Task directions — Copy out these entries word for word, starting at the line that contains "pattern shown in the photograph." and ending at the line that contains "[471,294,564,332]", with both of those lines included.

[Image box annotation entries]
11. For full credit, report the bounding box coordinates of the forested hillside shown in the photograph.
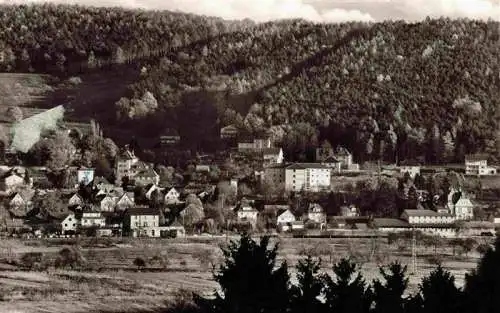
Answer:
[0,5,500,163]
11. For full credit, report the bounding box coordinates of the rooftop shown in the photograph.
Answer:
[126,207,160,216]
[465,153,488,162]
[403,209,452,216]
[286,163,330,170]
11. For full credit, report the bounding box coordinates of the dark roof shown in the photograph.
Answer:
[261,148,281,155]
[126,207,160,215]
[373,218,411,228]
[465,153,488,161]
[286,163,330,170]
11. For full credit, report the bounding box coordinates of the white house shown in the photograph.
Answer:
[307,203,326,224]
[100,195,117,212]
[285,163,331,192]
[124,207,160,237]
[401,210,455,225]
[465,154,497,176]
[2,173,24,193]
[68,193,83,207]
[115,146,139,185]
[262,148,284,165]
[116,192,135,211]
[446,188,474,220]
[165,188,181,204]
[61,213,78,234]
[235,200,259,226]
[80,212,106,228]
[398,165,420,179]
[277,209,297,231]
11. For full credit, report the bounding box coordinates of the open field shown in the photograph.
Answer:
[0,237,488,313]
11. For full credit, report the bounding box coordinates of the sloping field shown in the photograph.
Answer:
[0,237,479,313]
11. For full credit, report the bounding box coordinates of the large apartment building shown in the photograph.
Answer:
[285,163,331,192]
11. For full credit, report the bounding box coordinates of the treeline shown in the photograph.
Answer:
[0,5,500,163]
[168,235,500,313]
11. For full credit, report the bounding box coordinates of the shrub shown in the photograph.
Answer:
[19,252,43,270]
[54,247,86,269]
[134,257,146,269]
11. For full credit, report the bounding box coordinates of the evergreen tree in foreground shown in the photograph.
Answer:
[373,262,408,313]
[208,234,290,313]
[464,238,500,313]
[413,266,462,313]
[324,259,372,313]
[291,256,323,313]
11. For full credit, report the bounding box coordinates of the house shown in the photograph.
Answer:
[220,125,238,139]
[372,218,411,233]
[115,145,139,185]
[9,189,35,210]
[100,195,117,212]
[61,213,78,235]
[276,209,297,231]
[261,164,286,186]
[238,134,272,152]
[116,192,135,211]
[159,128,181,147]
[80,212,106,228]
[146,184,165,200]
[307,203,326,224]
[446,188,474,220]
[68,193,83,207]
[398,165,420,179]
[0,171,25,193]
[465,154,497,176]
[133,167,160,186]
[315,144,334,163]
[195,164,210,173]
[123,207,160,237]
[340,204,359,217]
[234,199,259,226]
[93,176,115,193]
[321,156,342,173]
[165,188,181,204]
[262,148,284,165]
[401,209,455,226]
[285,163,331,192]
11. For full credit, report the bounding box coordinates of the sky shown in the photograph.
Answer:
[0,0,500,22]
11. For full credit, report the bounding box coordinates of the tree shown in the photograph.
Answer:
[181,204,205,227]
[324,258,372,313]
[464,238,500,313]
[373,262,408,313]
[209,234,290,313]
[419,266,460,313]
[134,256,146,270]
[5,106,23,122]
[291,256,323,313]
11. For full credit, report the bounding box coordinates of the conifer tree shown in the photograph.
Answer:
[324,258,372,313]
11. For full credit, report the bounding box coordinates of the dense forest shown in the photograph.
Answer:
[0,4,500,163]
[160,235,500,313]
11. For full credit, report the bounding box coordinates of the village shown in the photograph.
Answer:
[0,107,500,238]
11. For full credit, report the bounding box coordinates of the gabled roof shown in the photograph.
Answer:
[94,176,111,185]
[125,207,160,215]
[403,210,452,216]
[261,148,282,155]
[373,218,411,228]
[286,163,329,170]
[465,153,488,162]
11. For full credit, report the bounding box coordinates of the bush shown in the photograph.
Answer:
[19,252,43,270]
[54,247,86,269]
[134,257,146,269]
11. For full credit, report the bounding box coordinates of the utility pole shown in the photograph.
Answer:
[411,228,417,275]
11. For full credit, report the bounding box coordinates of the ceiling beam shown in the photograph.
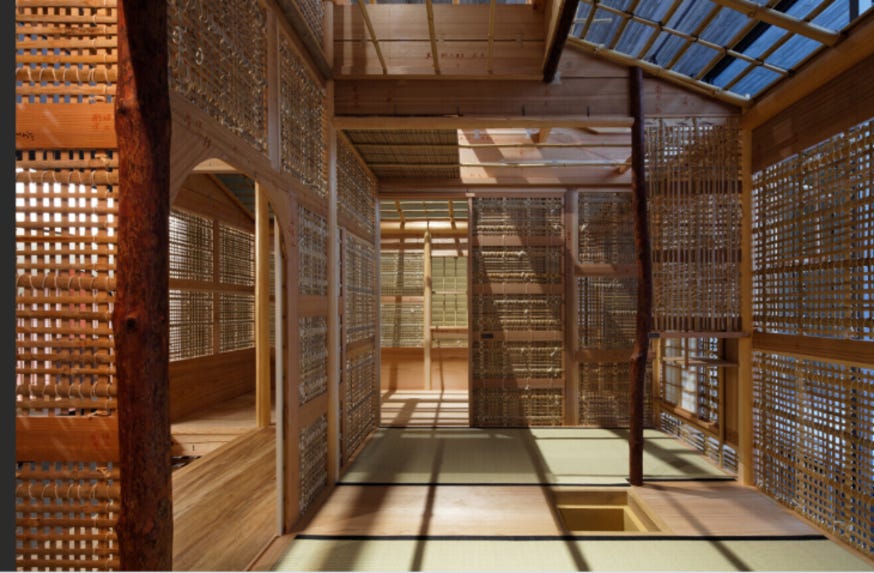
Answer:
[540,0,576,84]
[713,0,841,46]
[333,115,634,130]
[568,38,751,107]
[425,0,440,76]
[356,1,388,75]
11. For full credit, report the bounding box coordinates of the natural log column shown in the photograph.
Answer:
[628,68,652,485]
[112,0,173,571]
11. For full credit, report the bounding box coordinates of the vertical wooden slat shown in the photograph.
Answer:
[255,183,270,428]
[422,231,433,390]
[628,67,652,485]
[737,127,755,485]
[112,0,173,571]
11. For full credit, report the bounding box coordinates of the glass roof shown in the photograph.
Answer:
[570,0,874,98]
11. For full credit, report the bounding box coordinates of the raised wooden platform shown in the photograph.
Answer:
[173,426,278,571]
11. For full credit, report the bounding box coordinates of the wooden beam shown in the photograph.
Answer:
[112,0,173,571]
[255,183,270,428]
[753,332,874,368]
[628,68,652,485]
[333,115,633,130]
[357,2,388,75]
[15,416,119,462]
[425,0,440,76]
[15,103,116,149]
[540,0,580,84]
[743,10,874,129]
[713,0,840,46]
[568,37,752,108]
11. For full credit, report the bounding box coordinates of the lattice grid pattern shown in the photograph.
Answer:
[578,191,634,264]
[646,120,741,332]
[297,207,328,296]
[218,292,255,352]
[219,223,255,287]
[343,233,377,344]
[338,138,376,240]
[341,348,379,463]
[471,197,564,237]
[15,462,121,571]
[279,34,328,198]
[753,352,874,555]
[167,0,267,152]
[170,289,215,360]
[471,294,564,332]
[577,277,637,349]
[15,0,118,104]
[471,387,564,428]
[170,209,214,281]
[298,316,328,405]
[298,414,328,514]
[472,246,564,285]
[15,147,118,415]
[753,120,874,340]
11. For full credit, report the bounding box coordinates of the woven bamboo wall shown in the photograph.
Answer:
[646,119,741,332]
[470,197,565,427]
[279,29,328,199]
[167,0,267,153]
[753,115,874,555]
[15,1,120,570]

Result of the exercise —
11. For full credit, report the bounding box coordinates of the lattice grid pattern shown in the photograph.
Answer:
[578,191,634,264]
[646,120,741,332]
[297,207,328,296]
[218,292,255,352]
[219,223,255,287]
[343,233,377,344]
[338,138,376,240]
[341,348,379,463]
[471,197,564,237]
[15,462,121,571]
[279,34,328,198]
[753,352,874,555]
[167,0,267,152]
[170,289,215,360]
[471,294,564,332]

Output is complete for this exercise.